→ **Work instruction**
Report the lines of the data below that contain the string "vest".

→ **Supplied entries**

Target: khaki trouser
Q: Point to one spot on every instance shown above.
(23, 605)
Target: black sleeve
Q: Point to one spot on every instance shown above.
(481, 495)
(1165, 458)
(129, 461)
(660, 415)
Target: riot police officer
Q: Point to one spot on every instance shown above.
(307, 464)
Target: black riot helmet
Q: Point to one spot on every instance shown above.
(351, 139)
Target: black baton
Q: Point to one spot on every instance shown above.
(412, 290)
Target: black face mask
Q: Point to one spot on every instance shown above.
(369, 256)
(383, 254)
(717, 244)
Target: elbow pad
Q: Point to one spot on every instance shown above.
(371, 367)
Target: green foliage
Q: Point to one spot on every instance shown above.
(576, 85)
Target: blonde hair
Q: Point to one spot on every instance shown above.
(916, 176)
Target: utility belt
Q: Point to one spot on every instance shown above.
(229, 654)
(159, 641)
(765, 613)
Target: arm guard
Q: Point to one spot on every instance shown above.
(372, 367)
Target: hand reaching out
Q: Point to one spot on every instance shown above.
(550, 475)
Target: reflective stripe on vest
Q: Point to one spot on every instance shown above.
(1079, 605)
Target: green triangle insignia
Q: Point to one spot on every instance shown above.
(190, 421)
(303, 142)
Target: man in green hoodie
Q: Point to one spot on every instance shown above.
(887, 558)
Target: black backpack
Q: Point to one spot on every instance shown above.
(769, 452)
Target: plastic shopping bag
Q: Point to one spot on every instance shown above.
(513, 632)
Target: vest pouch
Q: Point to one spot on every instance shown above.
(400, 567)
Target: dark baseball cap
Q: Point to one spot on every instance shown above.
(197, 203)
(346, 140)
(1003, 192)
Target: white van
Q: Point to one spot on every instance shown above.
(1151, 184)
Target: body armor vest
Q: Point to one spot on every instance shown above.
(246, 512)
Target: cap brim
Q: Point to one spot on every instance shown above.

→ **Response**
Target: reflective stripe on vest
Target: vest pouch
Target: body armor vest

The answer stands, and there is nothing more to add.